- Data supplied -
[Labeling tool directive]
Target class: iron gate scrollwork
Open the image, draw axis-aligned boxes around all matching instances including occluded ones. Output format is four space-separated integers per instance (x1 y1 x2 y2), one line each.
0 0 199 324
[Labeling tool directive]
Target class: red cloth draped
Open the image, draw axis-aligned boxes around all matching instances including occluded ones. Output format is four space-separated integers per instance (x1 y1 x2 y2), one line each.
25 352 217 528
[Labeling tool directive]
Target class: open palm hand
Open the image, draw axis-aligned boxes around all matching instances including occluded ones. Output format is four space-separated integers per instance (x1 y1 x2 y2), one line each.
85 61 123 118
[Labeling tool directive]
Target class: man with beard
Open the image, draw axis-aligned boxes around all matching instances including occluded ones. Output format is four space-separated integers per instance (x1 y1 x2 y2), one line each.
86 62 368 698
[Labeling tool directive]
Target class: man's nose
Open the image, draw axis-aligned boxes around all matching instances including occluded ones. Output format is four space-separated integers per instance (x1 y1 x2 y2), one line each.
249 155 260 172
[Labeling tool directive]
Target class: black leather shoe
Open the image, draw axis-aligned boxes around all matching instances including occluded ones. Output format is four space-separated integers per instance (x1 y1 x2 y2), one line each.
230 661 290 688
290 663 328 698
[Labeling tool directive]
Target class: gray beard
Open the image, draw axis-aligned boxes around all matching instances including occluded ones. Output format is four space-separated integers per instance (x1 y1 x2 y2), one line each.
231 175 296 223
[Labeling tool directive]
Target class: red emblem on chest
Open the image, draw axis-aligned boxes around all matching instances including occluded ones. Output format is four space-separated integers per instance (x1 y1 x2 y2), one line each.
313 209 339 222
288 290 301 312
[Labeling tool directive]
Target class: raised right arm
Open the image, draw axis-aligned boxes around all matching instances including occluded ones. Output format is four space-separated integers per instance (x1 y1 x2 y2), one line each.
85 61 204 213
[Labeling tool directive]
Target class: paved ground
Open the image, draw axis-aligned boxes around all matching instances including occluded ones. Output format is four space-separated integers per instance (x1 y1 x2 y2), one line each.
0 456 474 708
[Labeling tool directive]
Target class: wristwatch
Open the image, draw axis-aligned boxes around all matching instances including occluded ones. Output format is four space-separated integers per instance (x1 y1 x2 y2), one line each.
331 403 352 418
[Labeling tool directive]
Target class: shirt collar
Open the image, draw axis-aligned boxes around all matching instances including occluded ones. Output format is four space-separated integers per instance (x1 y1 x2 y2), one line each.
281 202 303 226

- Exercise objective -
Put the lines of the listing into a numbered list, starting at its first line and ending at the line that contains "0 0 199 324", and leave out any blank lines.

- Answer to the task -
1. [Labeling tool directive]
2. Target class: iron gate scrollwork
3. Open the image, draw axis-aligned boxes around all matching instances including occluded ones. Output format is four space-separated integers per instance (x1 y1 x2 y2), one line each.
4. 0 0 199 324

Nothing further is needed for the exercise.